### SET TASKS
a) In the passage on emotional navigation, what did the marine chronometer determine?
b) Using the passage on emotional navigation, explain how the marine chronometer kept sailors from running their ships into unexpected reefs and shorelines.
c) Copy out the stretch of the passage on emotional navigation from "We have instruments" through "constitutes mental illness.".

### EXCERPT TO READ
****************
The marine chronometer invented in the 18th Century made ocean navigation much more precise. The chronometer determined longitude, and it enabled sailors to avoid ramming their ships into unexpected reefs and shorelines.
Emotionally, many millions of us still crash upon life’s hard rocks. Often we’re not sure why or how it happens, just that we somehow drifted badly off course. Each of us, metaphorically, is captain of a ship that can start to sink when unruly emotions surge against our hull and waves of negativity crash upon our deck.
We have instruments of emotional navigation to keep us afloat and on course. These include the methods, techniques, and knowledge of applied psychology. Unfortunately, experts can’t agree on what constitutes the basic axioms, principles, or truth of human nature. Psychological schools of thought clash like factions in a religious war. Scientific studies in psychology and brain research are failing to unlock the mystery of human suffering. Psychologists not only can’t discern what’s true, they don’t even speak the same language. Psychiatrists, as well, have been attacking each other within the profession over what constitutes mental illness.
****************
### GIVEN RECORDS
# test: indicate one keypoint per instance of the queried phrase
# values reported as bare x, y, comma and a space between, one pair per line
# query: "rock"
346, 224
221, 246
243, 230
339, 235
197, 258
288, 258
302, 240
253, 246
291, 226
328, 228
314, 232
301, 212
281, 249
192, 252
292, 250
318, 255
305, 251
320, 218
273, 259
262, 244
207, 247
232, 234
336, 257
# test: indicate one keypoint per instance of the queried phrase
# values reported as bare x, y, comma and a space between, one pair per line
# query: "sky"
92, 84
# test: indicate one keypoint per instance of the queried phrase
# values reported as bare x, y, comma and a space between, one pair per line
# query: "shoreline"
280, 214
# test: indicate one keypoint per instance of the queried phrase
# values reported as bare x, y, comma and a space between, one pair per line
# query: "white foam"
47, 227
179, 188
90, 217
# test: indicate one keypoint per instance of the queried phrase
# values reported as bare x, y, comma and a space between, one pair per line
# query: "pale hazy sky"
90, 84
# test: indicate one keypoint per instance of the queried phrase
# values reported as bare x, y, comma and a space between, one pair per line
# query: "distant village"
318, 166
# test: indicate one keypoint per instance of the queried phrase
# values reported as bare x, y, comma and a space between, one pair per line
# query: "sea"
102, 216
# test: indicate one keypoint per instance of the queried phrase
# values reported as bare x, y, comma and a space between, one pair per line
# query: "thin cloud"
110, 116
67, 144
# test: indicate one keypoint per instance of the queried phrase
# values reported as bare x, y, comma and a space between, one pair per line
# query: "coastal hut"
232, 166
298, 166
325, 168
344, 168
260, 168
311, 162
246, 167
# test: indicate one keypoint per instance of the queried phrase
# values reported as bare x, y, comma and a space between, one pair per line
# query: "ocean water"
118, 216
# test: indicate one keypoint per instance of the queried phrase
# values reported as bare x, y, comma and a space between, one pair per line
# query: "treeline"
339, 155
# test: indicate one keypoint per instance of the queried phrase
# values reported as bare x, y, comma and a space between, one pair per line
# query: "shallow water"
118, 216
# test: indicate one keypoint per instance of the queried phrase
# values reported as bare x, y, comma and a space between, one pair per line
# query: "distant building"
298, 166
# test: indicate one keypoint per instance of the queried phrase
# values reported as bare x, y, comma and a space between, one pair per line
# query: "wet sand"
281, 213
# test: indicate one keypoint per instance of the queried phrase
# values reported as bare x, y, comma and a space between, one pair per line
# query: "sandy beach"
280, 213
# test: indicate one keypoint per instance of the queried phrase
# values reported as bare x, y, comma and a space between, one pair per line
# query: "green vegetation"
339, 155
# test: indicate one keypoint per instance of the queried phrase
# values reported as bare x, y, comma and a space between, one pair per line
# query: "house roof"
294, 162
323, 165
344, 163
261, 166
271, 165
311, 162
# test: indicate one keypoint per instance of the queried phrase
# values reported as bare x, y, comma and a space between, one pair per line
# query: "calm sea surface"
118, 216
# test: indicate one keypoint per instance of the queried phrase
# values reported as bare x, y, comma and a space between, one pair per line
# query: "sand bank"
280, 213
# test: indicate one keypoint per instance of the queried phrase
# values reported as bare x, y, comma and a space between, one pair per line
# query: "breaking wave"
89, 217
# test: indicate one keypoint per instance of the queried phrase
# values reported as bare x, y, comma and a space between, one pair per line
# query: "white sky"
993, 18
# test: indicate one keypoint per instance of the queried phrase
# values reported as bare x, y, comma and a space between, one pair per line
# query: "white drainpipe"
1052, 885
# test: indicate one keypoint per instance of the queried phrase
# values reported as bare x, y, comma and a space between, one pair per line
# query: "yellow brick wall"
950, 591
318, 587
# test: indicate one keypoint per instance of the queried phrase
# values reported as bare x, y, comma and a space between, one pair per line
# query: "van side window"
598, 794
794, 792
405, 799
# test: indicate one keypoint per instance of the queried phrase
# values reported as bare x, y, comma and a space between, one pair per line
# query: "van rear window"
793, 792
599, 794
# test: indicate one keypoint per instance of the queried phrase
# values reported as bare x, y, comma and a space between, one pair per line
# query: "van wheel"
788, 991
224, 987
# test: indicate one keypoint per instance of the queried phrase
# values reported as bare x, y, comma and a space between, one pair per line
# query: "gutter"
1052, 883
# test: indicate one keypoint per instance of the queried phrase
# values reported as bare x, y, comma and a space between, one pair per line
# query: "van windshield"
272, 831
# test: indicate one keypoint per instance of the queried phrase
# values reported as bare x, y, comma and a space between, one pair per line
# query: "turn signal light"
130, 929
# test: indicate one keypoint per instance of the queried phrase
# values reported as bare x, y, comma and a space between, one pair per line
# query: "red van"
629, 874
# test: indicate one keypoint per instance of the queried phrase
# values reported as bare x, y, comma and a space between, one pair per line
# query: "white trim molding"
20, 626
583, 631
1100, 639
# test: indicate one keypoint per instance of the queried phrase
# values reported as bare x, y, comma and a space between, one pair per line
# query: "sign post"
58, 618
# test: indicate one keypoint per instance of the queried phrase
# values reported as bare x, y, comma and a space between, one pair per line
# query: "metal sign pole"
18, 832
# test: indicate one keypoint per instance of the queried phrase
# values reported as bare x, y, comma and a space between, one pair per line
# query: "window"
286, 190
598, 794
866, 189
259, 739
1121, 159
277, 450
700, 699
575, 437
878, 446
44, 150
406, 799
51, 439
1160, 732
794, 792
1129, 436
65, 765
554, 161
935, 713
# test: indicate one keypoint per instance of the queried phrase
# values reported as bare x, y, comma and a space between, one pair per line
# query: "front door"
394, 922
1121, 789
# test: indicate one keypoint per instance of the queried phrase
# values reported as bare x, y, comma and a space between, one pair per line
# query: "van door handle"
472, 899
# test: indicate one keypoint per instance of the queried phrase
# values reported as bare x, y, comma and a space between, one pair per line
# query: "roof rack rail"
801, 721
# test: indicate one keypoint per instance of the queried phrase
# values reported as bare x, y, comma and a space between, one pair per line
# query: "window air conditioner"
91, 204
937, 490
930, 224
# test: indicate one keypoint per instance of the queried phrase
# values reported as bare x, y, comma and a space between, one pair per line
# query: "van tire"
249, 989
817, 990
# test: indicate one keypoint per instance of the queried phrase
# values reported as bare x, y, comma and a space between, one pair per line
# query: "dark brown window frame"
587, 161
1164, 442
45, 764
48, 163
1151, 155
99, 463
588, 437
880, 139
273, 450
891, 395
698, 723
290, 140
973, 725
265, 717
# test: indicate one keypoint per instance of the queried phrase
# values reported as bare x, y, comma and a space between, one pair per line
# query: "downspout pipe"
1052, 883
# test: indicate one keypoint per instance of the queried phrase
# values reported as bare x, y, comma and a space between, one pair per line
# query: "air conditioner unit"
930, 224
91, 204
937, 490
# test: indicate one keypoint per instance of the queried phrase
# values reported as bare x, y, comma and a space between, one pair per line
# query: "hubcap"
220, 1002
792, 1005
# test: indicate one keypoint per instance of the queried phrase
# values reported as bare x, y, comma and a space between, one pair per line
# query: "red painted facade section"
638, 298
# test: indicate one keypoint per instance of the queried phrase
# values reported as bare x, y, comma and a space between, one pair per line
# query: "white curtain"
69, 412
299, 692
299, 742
****************
### REPLIES
a) Longitude.

b) The chronometer determined longitude, which made ocean navigation much more precise. That precision let sailors avoid ramming their ships into unexpected reefs and shorelines.

c)
We have instruments of emotional navigation to keep us afloat and on course. These include the methods, techniques, and knowledge of applied psychology. Unfortunately, experts can’t agree on what constitutes the basic axioms, principles, or truth of human nature. Psychological schools of thought clash like factions in a religious war. Scientific studies in psychology and brain research are failing to unlock the mystery of human suffering. Psychologists not only can’t discern what’s true, they don’t even speak the same language. Psychiatrists, as well, have been attacking each other within the profession over what constitutes mental illness.